▶ _Tasks for this exercise_
1. Rewrite the part of the blog archive that opens with the words containing "Latency Graphs" and closes with "start losing data.", changing "Capacity numbers" to "capacity metrics".
2. According to the blog archive, for how long is data retained on the source Kafka cluster?

▶ _Passage_

Archive for the ‘Clojure Coding’ Category

Added Security Checks on Messages

Thursday, October 30th, 2014

Crazy Lemon the Coder

Today one of the users of my data feed emailed me saying that we were sending bad values for a few fields for a few messages. Turns out, we were getting some data that was clearly either the internal Security Team trying to find weaknesses, or someone was stuffing messages in a vain attempt to get data. Where I'd be expecting a UUID, I was getting "cat /etc/passwd" - no joke.

So I had to take the time to expand the incoming message filters to include these fields so that we filter these out as opposed to thinking they are possible users. It's not a huge deal, but it's just another thing that I didn't expect to have to do today, but really needed to get out because of the security implications.

Updating the Topology and Library Configs

Wednesday, October 29th, 2014

Unified Click

Today I've done quite a bit of reconfiguration in my endpoints library. It's the clojure library I created to make the Storm work I was doing so much easier and fast by isolating all the code of dealing with the external endpoints - redis, databases, RESTful services, etc. so that all the topologies and projects built on this code can start from a given baseline.

Well... today was a lot of re-configuration because the shared Kafka clusters in the different data centers were undergoing some change, and I had to change how I was connecting to them to stay up to date. Normally, this is just the cost of being in an organization, but when I had to change the same service two and three times, well... then it kinda became work.

In the end, I was able to get all the versions up on nexus and deployed to all the versions, as needed, so that we stayed up, but it was a challenging day in communication due to the costs of the changes.

It’s Hard to Stay Quiet Sometimes

Wednesday, October 29th, 2014

Unified Click

I know I'm not typical - not in the least. I can get carried away at times, my passion can get the best of me... but it's because I'm driven to give the best I can in all that I choose to do, and it really bothers me when I can't do that. I mean really bothers me when I can't do that.

This morning I came into work to see that things weren't looking all that good for the latency on my data stream. In fact, it's worse than I've ever seen:

Latency Graphs

Twelve solid hours of off the chart latencies. And when I dug into the Capacity numbers it was clear what was going on... we are getting lots of back-pressure on publishing to the shared Kafka cluster, and that backed up the bolts feeding those, and so on, and so on...

My concern is that we're only retaining data on the source kafka cluster for 72 hours, so if this continues for too long, we're going to be in real trouble because we're soon going to be hitting the retention limit on the kafka cluster, and then we'll start losing data.

Not good.

(Saved entries)

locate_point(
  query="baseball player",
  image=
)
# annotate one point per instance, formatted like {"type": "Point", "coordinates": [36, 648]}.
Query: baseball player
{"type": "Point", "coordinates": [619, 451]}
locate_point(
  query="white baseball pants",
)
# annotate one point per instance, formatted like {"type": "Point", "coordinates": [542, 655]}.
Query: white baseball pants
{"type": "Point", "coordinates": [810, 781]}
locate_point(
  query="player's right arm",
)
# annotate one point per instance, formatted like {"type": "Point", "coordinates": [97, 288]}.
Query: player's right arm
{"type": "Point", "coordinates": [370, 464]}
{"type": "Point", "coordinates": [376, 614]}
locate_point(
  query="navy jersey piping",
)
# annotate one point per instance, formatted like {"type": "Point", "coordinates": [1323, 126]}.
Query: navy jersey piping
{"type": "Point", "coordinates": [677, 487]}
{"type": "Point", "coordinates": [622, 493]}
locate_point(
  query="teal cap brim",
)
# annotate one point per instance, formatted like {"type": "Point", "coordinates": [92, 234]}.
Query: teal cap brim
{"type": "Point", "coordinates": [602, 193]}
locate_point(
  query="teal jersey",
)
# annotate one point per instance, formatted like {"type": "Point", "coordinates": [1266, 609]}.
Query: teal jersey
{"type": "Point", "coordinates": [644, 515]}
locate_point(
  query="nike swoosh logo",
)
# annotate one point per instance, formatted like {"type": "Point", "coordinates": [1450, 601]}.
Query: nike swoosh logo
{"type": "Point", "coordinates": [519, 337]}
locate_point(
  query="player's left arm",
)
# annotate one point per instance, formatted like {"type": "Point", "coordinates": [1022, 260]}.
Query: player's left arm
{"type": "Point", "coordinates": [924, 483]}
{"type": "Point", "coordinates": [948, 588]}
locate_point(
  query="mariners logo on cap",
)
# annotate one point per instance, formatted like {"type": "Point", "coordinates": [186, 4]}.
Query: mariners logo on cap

▶ _Task responses_
1.
Latency Graphs

Twelve solid hours of off the chart latencies. And when I dug into the capacity metrics it was clear what was going on... we are getting lots of back-pressure on publishing to the shared Kafka cluster, and that backed up the bolts feeding those, and so on, and so on...

My concern is that we're only retaining data on the source kafka cluster for 72 hours, so if this continues for too long, we're going to be in real trouble because we're soon going to be hitting the retention limit on the kafka cluster, and then we'll start losing data.

2. 72 hours.